List every company named in the article on self-driving cars in India that appears below.

[Opening SOURCE TEXT section]

India is not ready for AI-driven cars. Govt regulations, chaos on roads, risk of drivers’ jobs


The very concept of self-driving cars seems ridiculous in India. Just look at the chaos on our roads. No matter how advanced roads are built in this country, citizens show willful neglect when using them. Even on the recently constructed Dwarka Expressway, which I drove on, there were multiple instances of people driving in the wrong manner. However, Seth said that even in the US, Phoenix is the only city where Waymo, a subsidiary of Alphabet Inc., the parent company of Google, operates fully autonomous ‘Robotaxis’, although limited operations also occur in California. Just the amount of computing required, even in a place like Phoenix, which has wide boulevards and a fairly law-abiding population, is immense.

However, innovators like Tarun Mehta, the founder of Ather Energy, see the future potential of such systems, if not ‘fully autonomous’ vehicles, then increased usage of what is described as ‘vehicle to vehicle’ communication. In this system, vehicles can share not only their speed but also navigation-related information with each other. If you’ve driven on any expressway in India, there is always that one person who wants to cut across four lanes of traffic at the last moment, creating a traffic menace. And if you’re distracted, as we often are these days thanks to smartphones, such systems can genuinely help prevent accidents.

[Closing SOURCE TEXT section]
[Opening SOURCE DATA section]

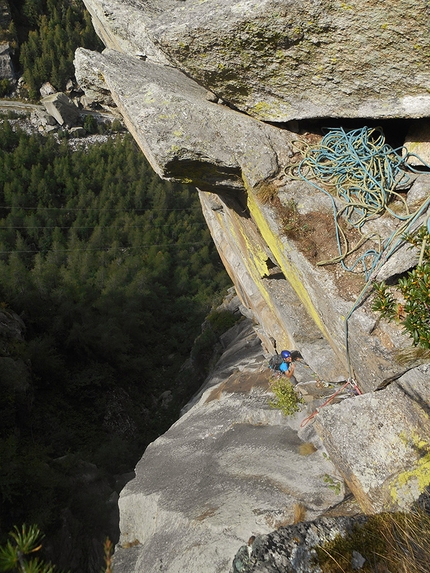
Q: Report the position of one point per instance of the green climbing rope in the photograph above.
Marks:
(361, 174)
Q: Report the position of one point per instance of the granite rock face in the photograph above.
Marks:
(278, 60)
(229, 468)
(194, 82)
(385, 454)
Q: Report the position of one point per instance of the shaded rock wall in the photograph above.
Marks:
(278, 60)
(193, 80)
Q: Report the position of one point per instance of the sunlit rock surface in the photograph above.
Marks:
(278, 60)
(194, 82)
(230, 468)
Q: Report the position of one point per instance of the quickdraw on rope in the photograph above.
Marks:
(350, 382)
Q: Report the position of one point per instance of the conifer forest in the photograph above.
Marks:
(110, 272)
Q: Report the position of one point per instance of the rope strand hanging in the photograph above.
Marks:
(364, 173)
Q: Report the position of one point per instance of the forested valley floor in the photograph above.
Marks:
(108, 273)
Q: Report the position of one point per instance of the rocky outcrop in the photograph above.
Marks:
(230, 157)
(61, 108)
(385, 454)
(278, 61)
(219, 474)
(193, 80)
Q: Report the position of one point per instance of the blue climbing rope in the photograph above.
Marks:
(360, 173)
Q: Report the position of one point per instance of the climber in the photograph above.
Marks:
(287, 367)
(284, 363)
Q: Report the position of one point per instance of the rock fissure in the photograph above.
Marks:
(231, 465)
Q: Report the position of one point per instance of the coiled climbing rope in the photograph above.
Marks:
(362, 175)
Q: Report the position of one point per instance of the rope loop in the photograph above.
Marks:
(360, 173)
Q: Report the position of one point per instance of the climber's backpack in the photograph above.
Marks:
(275, 362)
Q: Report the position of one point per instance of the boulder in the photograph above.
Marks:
(47, 89)
(59, 106)
(379, 442)
(292, 549)
(7, 71)
(278, 61)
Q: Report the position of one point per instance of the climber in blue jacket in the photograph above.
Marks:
(287, 367)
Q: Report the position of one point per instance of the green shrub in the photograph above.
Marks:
(410, 305)
(286, 399)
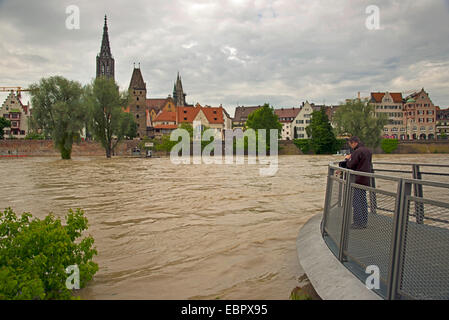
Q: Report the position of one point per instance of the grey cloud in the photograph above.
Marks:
(283, 51)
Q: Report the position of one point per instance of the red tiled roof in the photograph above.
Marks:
(241, 113)
(156, 103)
(166, 126)
(286, 113)
(378, 96)
(213, 115)
(187, 114)
(166, 116)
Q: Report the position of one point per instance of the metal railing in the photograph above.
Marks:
(399, 223)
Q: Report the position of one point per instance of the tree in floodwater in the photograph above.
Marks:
(264, 118)
(58, 111)
(4, 123)
(322, 138)
(358, 118)
(108, 122)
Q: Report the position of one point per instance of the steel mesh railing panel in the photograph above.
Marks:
(334, 218)
(371, 246)
(425, 269)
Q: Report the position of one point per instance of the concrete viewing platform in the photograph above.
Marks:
(330, 279)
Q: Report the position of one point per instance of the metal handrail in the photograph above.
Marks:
(400, 215)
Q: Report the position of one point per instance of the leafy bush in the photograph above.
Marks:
(35, 136)
(389, 145)
(303, 144)
(34, 254)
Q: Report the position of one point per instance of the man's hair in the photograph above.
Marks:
(354, 140)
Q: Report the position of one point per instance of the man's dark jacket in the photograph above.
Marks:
(361, 160)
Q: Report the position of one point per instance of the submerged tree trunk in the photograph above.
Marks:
(66, 150)
(108, 150)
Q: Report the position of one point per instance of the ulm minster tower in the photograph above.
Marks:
(105, 61)
(144, 110)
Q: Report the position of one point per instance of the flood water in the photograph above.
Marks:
(166, 231)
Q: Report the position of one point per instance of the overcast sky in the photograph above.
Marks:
(236, 52)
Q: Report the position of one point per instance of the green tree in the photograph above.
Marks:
(358, 118)
(34, 255)
(264, 118)
(35, 136)
(109, 124)
(320, 132)
(4, 123)
(58, 111)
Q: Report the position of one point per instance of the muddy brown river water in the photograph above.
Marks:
(167, 231)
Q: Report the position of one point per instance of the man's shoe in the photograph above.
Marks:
(357, 227)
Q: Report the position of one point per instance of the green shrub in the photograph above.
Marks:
(389, 145)
(34, 255)
(303, 144)
(35, 136)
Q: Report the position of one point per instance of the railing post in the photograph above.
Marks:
(327, 198)
(418, 190)
(347, 209)
(398, 240)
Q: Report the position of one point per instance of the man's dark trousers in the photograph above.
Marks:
(360, 208)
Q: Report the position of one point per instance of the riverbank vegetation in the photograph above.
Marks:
(358, 118)
(106, 119)
(322, 138)
(58, 111)
(389, 145)
(63, 109)
(34, 255)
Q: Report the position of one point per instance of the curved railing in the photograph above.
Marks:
(406, 239)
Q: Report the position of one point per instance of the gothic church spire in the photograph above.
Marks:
(105, 61)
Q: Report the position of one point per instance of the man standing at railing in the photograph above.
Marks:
(360, 160)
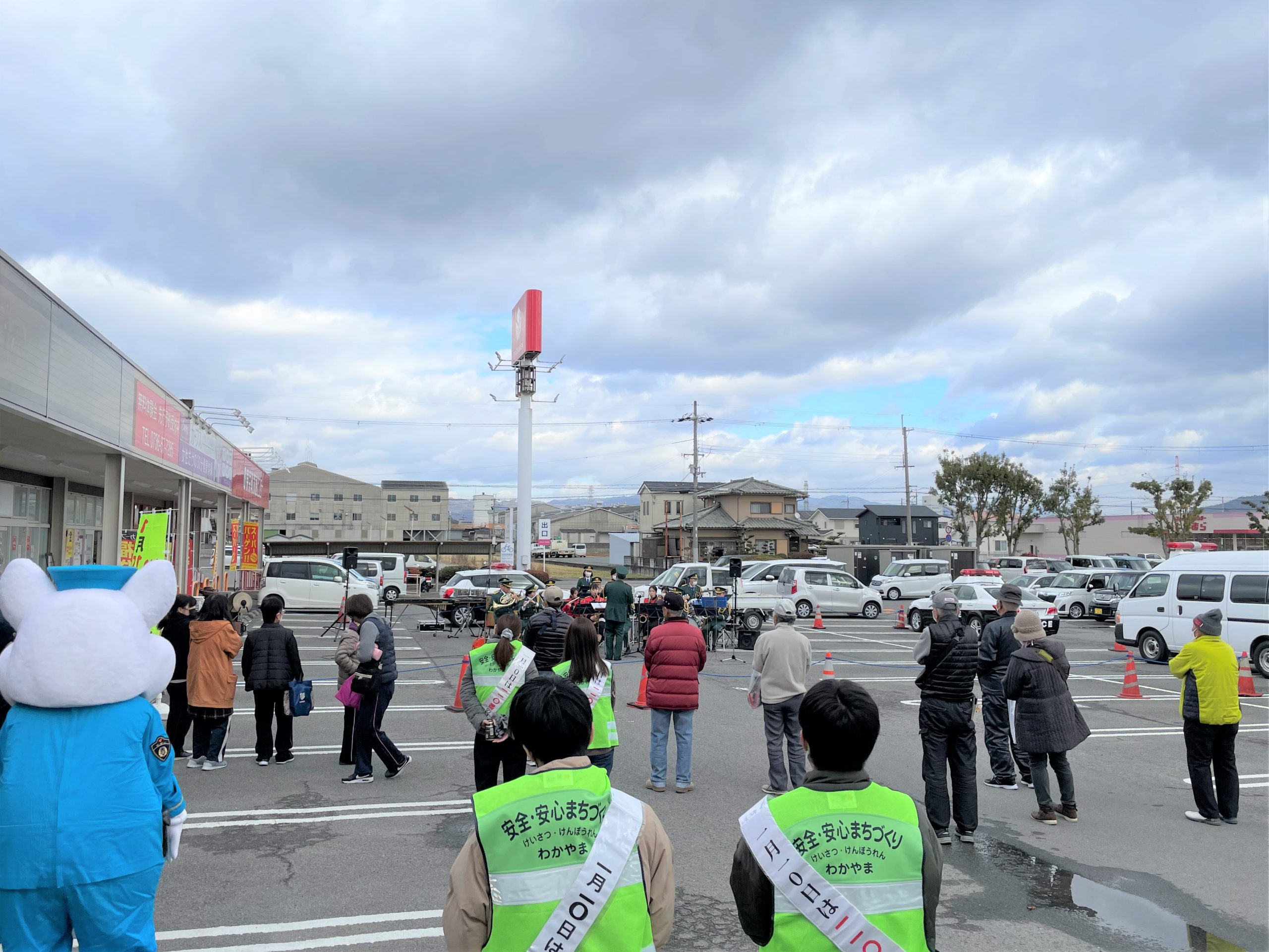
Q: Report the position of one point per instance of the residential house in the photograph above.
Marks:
(843, 522)
(887, 526)
(663, 501)
(747, 516)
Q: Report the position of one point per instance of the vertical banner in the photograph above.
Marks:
(151, 539)
(250, 546)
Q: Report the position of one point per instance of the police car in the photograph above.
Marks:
(979, 607)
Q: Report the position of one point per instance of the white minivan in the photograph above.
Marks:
(912, 578)
(311, 582)
(1158, 616)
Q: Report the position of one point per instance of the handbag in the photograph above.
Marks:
(298, 700)
(347, 696)
(366, 678)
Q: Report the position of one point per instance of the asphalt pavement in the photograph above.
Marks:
(278, 858)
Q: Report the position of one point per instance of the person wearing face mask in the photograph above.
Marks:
(495, 673)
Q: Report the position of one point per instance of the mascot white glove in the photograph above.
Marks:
(173, 831)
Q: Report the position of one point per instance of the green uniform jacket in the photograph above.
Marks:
(1210, 688)
(621, 601)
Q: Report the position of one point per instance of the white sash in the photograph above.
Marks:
(803, 885)
(597, 684)
(512, 678)
(597, 880)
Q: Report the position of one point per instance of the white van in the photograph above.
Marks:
(394, 565)
(1158, 616)
(310, 582)
(912, 578)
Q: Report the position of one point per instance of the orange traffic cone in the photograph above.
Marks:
(459, 701)
(1247, 687)
(1130, 681)
(641, 701)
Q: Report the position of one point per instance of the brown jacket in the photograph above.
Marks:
(468, 914)
(346, 655)
(210, 677)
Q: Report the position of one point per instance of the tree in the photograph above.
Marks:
(1077, 509)
(1258, 517)
(1177, 504)
(971, 489)
(1019, 504)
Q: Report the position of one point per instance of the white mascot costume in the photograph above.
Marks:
(89, 806)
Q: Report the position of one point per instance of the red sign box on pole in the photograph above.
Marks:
(527, 325)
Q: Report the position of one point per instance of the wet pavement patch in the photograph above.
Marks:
(1050, 887)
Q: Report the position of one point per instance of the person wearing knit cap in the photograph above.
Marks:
(1043, 718)
(1210, 709)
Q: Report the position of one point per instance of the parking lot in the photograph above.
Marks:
(288, 858)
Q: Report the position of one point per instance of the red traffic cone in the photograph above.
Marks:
(1130, 681)
(459, 701)
(1247, 687)
(641, 701)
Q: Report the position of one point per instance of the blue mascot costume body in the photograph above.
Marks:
(88, 801)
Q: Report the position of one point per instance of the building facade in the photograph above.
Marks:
(323, 505)
(89, 442)
(887, 526)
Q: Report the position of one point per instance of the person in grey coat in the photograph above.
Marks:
(1046, 723)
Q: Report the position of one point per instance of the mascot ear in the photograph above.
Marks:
(153, 589)
(22, 586)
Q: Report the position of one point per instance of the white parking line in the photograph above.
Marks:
(362, 939)
(284, 811)
(264, 928)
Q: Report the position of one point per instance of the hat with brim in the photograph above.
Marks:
(1027, 626)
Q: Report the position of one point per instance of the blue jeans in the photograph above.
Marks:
(604, 761)
(682, 745)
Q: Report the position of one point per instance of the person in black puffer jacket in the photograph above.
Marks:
(546, 631)
(950, 653)
(175, 629)
(271, 662)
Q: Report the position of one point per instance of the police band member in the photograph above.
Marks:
(795, 894)
(626, 903)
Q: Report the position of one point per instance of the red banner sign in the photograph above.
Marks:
(527, 325)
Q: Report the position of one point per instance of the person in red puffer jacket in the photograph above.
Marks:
(674, 654)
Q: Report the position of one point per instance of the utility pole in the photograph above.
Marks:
(697, 419)
(908, 493)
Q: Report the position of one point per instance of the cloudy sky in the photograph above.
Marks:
(1042, 225)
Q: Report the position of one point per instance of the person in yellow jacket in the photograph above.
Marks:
(1210, 706)
(559, 860)
(839, 856)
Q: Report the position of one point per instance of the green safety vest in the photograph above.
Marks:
(868, 844)
(536, 833)
(602, 714)
(486, 674)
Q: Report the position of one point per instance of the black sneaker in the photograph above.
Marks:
(405, 763)
(1000, 785)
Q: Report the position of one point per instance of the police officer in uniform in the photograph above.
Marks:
(627, 905)
(838, 804)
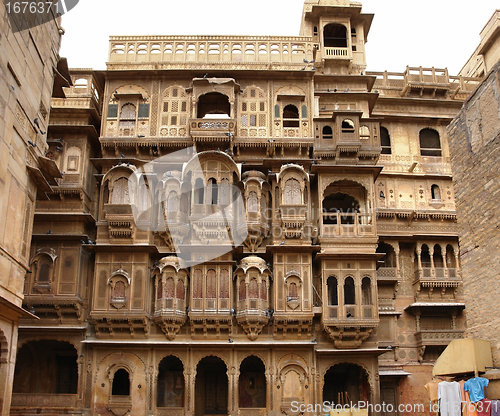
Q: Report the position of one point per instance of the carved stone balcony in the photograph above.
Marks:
(178, 227)
(252, 316)
(258, 228)
(120, 221)
(49, 402)
(340, 224)
(348, 326)
(180, 51)
(293, 218)
(208, 129)
(337, 53)
(388, 274)
(120, 405)
(437, 283)
(170, 316)
(439, 337)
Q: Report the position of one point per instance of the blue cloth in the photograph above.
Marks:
(475, 386)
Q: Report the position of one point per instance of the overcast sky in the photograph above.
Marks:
(439, 33)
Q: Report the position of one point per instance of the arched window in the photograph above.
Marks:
(253, 108)
(73, 158)
(435, 193)
(172, 202)
(425, 256)
(263, 290)
(451, 261)
(430, 144)
(333, 297)
(127, 116)
(197, 284)
(335, 36)
(366, 290)
(242, 293)
(253, 205)
(212, 192)
(290, 116)
(119, 290)
(292, 291)
(170, 385)
(44, 265)
(389, 260)
(253, 289)
(347, 126)
(213, 103)
(364, 132)
(211, 284)
(199, 192)
(225, 190)
(169, 288)
(437, 257)
(292, 194)
(121, 383)
(349, 291)
(159, 290)
(181, 295)
(252, 383)
(385, 141)
(224, 284)
(120, 192)
(327, 133)
(175, 107)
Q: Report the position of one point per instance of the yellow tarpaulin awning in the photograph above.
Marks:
(463, 356)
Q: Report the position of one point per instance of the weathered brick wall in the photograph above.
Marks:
(475, 157)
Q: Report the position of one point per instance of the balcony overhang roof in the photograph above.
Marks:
(468, 355)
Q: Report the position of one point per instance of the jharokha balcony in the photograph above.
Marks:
(436, 273)
(180, 51)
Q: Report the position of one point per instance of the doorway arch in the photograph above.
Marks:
(211, 387)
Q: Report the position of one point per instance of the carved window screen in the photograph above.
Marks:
(120, 193)
(292, 194)
(211, 284)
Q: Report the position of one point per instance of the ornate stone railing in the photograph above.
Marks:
(337, 53)
(457, 86)
(438, 337)
(205, 49)
(44, 400)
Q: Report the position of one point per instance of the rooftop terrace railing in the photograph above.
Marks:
(204, 49)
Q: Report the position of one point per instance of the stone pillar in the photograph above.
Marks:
(419, 260)
(431, 255)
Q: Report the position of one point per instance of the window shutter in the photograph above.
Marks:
(143, 110)
(112, 110)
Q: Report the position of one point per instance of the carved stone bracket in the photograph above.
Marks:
(348, 336)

[Closing SOURCE DATA section]

» **WRITTEN RESPONSE**: Waymo, Alphabet Inc., Google, Ather Energy